TEXT PASSAGE —
* start *

Re: Escaping hyphens ("real" minus signs in groff)

[Date Prev][Date Next][Thread Prev][Thread Next][Date Index][Thread Index]

 



[looping in groff@ because I'm characterizing an unresolved argument and
people may want to dispute my claims]

Hi Michael!

At 2021-01-20T22:03:12+0100, Michael Kerrisk (man-pages) wrote:
> Hi Branden,
> 
> I wonder if I might ask for your input...
> 
> For some time now, man-pages(7) has the text (mostly put there by me):
> 
>    Generating optimal glyphs
>        Where a real minus character is required (e.g., for  numbers  such
>        as  -1,  for  man  page cross references such as utf-8(7), or when
>        writing options that have a leading dash, such as in  ls -l),  use
>        the following form in the man page source:
> 
>            \-
> 
>        This guideline applies also to code examples.
> 
> (You even helped with this text a little, adding the piece about
> manual page cross-references.)
> 
> I'm having some doubts about this text. The doubts were triggered
> after I noticed that many code snippets (inside .EX/.EE blocks) don't
> follow this recommendation. I was about to apply a large patch that
> fixed that when I began to wonder: is it even necessary?

Short answer: yes, I would do that.

Long answer
===========

There are people who would argue (I've heard mostly from BSD people)
that man pages should "DWIM", and always render a "-" as an ASCII 45
hyphen-minus regardless of context, and while we're at it, it should
stop having non-ASCII glyph mappings for `, ', ^, and ~ as well.  I
resist this, as it's contrary to troff's semantics for these characters
since the early 1970s.

My most recent contretemps with people about this can be found starting
here:
	https://lists.gnu.org/archive/html/groff/2020-10/msg00158.html

The former groff maintainer and lead developer, Werner Lemberg, agrees
with me on this point, but some people whose *roff horizons seem to
extend only as far as man pages are passionately opposed.

The issue was not resolved on the groff mailing list and may not ever
be; the instant discussion got derailed by several peoples' fascination
with the Sun Gallant Demi font.  :-/

I share all this because it is a contentious issue and I cannot pretend
to represent my view as a universal consensus.  It is, however, I think,
the opinion shared by people with a fair knowledge of *roff systems and
who perceive the man(7) macro language as an application of a
typesetting system and not an isolated domain-specific language for man
pages.

* end *

COLLECTED DATA —
* start *

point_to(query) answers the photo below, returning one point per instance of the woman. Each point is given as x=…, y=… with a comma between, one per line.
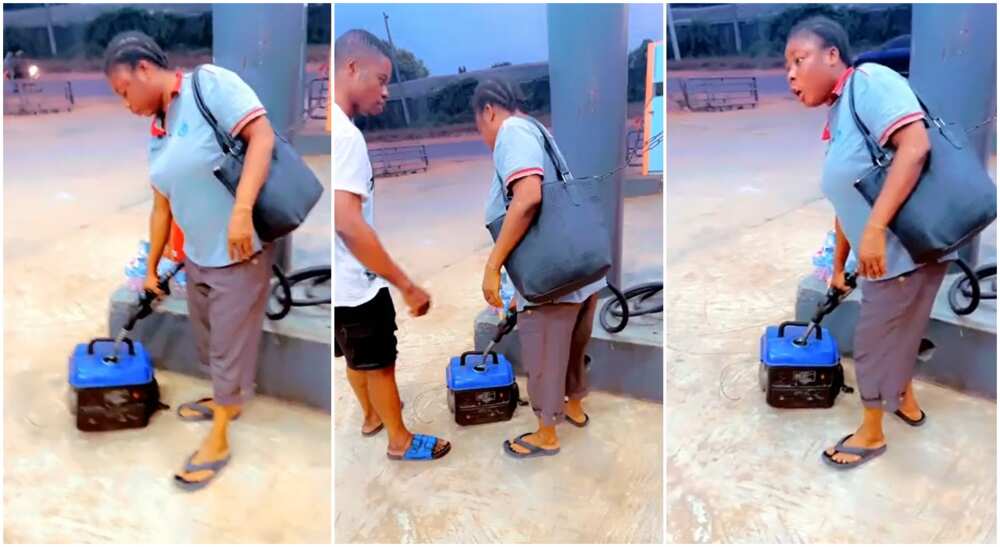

* end *

Do these statements agree with the mailing-list reply on escaping hyphens? Answer yes or no for each, and quote the words that decide it. 1. Werner Lemberg, the former groff maintainer, shares the writer's position. 2. The argument was settled on the groff mailing list. 3. The writer presents this view as a universal consensus.

1. Yes: "The former groff maintainer and lead developer, Werner Lemberg, agrees with me on this point"
2. No: "The issue was not resolved on the groff mailing list and may not ever be"
3. No: "I cannot pretend to represent my view as a universal consensus."